### 原文摘录
▬▬▬▬▬▬

[HBase] 服务端RPC机制及代码梳理

基于版本：CDH5.4.2

上述版本较老，但是目前生产上是使用这个版本，所以以此为例。

1. 概要

说明：

客户端API发送的请求将会被RPCServer的Listener线程监听到。
Listener线程将分配Reader给到此Channel用户后续请求的相应。
Reader线程将请求包装成CallRunner实例，并将通过RpcScheduler线程根据请求属性分类dispatch到不同的Executor线程。
Executor线程将会保存这个CallRunner实例到队列。
每一个Executor队列都被绑定了指定个数的Handler线程进行消费，消费很简单，即拿出队列的CallRunner实例，执行器run()方法。
run()方法将会组装response到Responder线程中。
Responder线程将会不断地将不同Channel的结果返回到客户端。

2. 代码梳理

总体来说服务端RPC处理机制是一个生产者消费者模型。

2.1 组件初始化

RpcServer是在master或者regionserver启动时候进行初始化的，关键代码如下：

public HRegionServer(Configuration conf, CoordinatedStateManager csm)
      throws IOException, InterruptedException {
    this.fsOk = true;
    this.conf = conf;
    checkCodecs(this.conf);
    .....
    rpcServices.start();
    .....
    }

rpcServeice声明RSRpcServices类型，为RpcServer类的实现接口。start()方法将会启动三个主要生产和消费线程

  /** Starts the service.  Must be called before any calls will be handled. */
  @Override
  public synchronized void start() {
    if (started) return;
    ......
    responder.start();
    listener.start();
    scheduler.start();
    started = true;
  }

2.2 客户端API请求接收和包装

Listener通过NIO机制进行端口监听，客户端API连接服务端指定端口将会被监听。

Listener对于API请求的接收：

    void doAccept(SelectionKey key) throws IOException, OutOfMemoryError {
      Connection c;
      ServerSocketChannel server = (ServerSocketChannel) key.channel();

      SocketChannel channel;
      while ((channel = server.accept()) != null) {
        try {
            ......
        // 当一个API请求过来时候将会打开一个Channel，Listener将会分配一个Reader注册。
        // reader实例个数有限，采取顺序分配和复用，即一个reader可能为多个Channel服务。
        Reader reader = getReader();
        try {
          reader.startAdd();
          SelectionKey readKey = reader.registerChannel(channel);
          // 同时也将保存这个Channel，用于后续的结果返回等
          c = getConnection(channel, System.currentTimeMillis());
          readKey.attach(c);
          synchronized (connectionList) {
            connectionList.add(numConnections, c);
            numConnections++;
        ......
      }
    }

上述中Reader个数是有限的并且可以顺序复用的，个数可以通过如下参数进行设定，默认为10个。

this.readThreads = conf.getInt("hbase.ipc.server.read.threadpool.size", 10);

当生产能力不足时，可以考虑增加此配置值。

Reader读取请求并包装请求

当Reader实例被分配到一个Channel后，它将读取此通道过来的请求，并包装成CallRunner用于调度。

    void doRead(SelectionKey key) throws InterruptedException {
        ......
      try {
        // 此时将调用connection的读取和处理方法
        count = c.readAndProcess();
        ......
      }
    }

    public int readAndProcess() throws IOException, InterruptedException {
      ......
      // 通过connectionPreambleRead标记为判断此链接是否为新连接，如果是新的那么需要读取
      // 头部报文信息，用于判断当前链接属性，比如是当前采取的是哪种安全模式？

▬▬▬▬▬▬

### 数据展示
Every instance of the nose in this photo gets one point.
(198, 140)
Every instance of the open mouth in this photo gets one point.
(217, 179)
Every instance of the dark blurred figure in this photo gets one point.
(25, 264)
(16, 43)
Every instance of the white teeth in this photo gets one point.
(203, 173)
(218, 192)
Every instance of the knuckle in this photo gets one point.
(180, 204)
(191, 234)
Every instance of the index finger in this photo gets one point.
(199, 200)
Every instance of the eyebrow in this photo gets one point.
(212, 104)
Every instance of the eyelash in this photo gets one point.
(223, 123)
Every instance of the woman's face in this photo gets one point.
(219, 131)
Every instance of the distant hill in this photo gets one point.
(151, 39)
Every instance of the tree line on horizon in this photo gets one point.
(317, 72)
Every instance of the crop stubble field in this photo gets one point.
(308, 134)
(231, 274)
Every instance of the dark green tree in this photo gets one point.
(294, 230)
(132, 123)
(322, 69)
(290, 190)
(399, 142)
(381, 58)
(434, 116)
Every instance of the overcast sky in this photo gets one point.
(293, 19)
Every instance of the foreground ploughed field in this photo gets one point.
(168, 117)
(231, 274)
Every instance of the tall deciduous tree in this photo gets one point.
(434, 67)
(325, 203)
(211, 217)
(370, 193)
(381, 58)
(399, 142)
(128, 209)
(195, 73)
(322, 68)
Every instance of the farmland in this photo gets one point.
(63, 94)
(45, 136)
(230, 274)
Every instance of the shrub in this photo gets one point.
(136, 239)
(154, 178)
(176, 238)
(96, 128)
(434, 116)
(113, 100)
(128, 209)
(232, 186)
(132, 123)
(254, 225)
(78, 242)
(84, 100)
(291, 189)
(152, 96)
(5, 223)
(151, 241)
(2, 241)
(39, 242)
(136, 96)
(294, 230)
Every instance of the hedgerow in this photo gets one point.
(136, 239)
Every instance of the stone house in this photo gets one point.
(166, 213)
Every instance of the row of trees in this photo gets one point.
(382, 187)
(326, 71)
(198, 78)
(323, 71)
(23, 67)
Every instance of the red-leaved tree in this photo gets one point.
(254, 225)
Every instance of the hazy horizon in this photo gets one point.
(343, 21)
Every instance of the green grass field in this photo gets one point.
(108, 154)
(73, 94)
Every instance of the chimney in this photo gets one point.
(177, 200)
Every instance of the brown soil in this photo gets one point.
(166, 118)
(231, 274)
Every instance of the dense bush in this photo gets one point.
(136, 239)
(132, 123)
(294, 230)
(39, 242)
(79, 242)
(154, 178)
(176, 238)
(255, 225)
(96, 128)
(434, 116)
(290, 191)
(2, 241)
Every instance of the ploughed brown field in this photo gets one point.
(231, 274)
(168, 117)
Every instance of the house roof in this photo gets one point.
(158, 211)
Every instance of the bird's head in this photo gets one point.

▬▬▬▬▬▬

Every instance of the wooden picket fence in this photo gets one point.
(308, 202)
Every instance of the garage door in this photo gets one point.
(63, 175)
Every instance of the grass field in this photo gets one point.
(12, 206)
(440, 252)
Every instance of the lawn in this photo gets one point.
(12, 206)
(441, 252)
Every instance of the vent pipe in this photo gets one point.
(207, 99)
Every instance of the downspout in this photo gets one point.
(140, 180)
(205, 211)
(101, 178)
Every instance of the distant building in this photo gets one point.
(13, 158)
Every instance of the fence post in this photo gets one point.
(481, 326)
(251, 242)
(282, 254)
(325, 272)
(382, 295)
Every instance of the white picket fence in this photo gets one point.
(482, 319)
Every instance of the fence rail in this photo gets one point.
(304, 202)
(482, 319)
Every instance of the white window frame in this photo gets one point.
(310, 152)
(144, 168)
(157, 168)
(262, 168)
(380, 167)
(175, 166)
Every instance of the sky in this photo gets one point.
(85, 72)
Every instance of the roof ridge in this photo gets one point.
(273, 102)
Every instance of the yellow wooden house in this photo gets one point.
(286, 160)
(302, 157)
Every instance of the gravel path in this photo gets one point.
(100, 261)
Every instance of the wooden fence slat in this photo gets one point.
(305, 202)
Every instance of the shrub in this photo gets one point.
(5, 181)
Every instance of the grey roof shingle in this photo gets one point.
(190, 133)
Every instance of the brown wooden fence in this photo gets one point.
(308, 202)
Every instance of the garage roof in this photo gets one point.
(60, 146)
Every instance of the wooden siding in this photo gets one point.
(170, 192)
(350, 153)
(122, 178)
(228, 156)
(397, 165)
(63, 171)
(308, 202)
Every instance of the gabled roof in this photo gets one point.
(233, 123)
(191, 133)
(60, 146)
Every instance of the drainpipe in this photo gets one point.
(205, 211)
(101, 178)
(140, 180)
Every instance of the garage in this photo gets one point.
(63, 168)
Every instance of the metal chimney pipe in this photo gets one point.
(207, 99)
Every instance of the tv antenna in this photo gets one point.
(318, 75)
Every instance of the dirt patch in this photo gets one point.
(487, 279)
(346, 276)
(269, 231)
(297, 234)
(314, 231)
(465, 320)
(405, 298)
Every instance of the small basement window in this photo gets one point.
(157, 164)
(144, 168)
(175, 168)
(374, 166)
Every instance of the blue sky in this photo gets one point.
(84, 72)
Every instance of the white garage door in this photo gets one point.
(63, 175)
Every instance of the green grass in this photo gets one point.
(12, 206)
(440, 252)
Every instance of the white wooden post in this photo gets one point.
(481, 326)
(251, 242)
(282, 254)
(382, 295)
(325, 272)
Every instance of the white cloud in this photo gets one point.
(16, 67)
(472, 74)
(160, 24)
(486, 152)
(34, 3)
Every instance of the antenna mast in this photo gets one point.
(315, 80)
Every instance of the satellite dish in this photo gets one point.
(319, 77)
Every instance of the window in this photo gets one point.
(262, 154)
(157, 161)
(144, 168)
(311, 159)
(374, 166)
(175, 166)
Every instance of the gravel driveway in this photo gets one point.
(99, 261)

▬▬▬▬▬▬

### 任务
根据这篇讲HBase服务端RPC机制的原文摘录，Reader线程的个数默认是多少？

### 问题解答
默认为10个。